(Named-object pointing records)
------------
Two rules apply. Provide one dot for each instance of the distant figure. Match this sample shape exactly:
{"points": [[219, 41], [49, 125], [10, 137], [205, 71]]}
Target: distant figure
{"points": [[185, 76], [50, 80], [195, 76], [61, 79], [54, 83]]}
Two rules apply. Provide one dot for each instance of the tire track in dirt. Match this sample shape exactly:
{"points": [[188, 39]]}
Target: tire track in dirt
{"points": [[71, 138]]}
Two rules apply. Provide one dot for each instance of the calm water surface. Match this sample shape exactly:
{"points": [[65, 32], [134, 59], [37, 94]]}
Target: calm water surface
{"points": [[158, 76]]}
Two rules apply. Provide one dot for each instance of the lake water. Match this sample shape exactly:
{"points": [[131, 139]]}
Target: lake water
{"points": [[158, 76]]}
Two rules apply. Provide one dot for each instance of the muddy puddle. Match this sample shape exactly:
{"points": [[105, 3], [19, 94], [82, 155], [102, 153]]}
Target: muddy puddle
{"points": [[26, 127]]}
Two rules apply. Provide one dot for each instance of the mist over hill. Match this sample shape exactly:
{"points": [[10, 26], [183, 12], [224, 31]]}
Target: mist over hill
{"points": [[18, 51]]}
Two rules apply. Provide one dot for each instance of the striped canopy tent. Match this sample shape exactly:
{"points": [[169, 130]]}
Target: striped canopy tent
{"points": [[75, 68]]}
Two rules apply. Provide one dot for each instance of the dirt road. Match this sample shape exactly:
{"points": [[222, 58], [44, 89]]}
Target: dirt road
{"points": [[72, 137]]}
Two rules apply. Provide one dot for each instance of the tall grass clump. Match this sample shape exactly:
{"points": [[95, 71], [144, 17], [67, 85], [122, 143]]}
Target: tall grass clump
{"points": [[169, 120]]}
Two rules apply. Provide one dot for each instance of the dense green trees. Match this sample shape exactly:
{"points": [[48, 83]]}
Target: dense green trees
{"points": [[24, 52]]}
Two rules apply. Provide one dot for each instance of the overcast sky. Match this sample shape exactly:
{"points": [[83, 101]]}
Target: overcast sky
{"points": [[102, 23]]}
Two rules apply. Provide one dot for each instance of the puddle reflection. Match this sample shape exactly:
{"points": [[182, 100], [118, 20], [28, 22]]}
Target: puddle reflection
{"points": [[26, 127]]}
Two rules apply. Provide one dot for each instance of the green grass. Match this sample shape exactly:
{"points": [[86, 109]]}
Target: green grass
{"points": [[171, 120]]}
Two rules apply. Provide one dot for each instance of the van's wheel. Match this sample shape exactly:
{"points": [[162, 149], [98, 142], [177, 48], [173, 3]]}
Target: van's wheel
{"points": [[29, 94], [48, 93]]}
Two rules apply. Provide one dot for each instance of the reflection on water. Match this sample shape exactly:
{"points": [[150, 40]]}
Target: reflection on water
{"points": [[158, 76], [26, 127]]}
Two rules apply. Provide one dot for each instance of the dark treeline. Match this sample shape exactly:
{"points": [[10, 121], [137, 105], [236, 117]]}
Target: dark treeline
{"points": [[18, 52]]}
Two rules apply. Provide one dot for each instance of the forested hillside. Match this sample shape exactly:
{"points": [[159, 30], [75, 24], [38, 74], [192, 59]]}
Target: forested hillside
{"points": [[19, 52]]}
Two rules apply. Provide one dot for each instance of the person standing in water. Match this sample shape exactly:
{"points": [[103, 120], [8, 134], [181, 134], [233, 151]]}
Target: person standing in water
------------
**Required work**
Rewrite the material above, changing every "Match this sample shape exactly" to "Follow this sample format exactly" and keeping all other text the same.

**Answer in full**
Two rules apply. Provide one dot for each instance of the distant figure. Follow this sample format exactly:
{"points": [[219, 41], [49, 125], [10, 137], [205, 71]]}
Target: distant figure
{"points": [[185, 76], [50, 80], [195, 76], [61, 79], [54, 83]]}
Two rules apply. Provide one dot for each instance of the tire track in dirt. Follow this sample format exactly:
{"points": [[188, 39]]}
Target: tire track in dirt
{"points": [[71, 138]]}
Two rules apply. Provide one dot for each instance of the calm water surface. Follow this sample format exactly:
{"points": [[65, 32], [134, 59], [37, 94]]}
Target: calm water surface
{"points": [[158, 76]]}
Two rules apply. Provide one dot for each instance of the lake water. Follow this sample format exactly:
{"points": [[131, 139]]}
Target: lake water
{"points": [[158, 76]]}
Two rules apply. Provide one dot for each instance of the muddy puddle. Follow this sample format exactly:
{"points": [[105, 3], [19, 94], [82, 155], [102, 153]]}
Target: muddy puddle
{"points": [[26, 127]]}
Two rules apply. Provide one dot for each instance of the mist over hill. Follow this sample format exactly:
{"points": [[10, 26], [183, 12], [224, 31]]}
Target: mist over hill
{"points": [[18, 51]]}
Two rules apply. Provide one dot for each instance of the striped canopy tent. Follow this sample format exactly:
{"points": [[169, 130]]}
Target: striped canopy tent
{"points": [[75, 68]]}
Two rules apply. Provide one dot for each instance of the dirt road. Follow this sample format exactly:
{"points": [[222, 58], [44, 89]]}
Target: dirt road
{"points": [[72, 137]]}
Two rules apply. Provide one dot for each instance of the tall grass clump. Follow this sample format exactly:
{"points": [[95, 71], [144, 17], [67, 85], [122, 143]]}
Target: tall grass clump
{"points": [[169, 120]]}
Two rules apply. Provide one dot for each instance of the dense green trees. Follow this sample format exactly:
{"points": [[48, 83]]}
Target: dense green trees
{"points": [[24, 52]]}
Two rules apply. Provide one dot for each instance of the overcast sky. Follow this sample format exactly:
{"points": [[83, 101]]}
Target: overcast sky
{"points": [[102, 23]]}
Two rules apply. Provide one dot for each instance of the puddle reflection. Follow this sample format exactly:
{"points": [[182, 100], [118, 20], [28, 22]]}
Target: puddle reflection
{"points": [[26, 127]]}
Two rules apply. Provide one dot for each instance of the green grass. Follow this sample format exactly:
{"points": [[86, 109]]}
Target: green grass
{"points": [[171, 120]]}
Two rules apply. Provide one dot for each instance of the van's wheel. Follow this sample format exactly:
{"points": [[162, 149], [98, 142], [177, 48], [173, 3]]}
Target: van's wheel
{"points": [[29, 94], [48, 93]]}
Two rules apply. Provide one dot for each instance of the reflection on water. Follow this sample format exactly:
{"points": [[150, 40]]}
Target: reflection on water
{"points": [[158, 76], [26, 127]]}
Two rules apply. Provide one dot for each instance of the dark treeline. Follow this sample format exactly:
{"points": [[10, 121], [137, 105], [236, 117]]}
Target: dark treeline
{"points": [[18, 52]]}
Two rules apply. Provide one dot for each instance of the forested hillside. Follow this sample format exactly:
{"points": [[159, 30], [75, 24], [38, 74], [192, 59]]}
Target: forested hillside
{"points": [[19, 52]]}
Two rules apply. Provide one dot for each instance of the person standing in water. Follow this sample format exactly:
{"points": [[103, 120], [8, 134], [181, 134], [233, 151]]}
Target: person standing in water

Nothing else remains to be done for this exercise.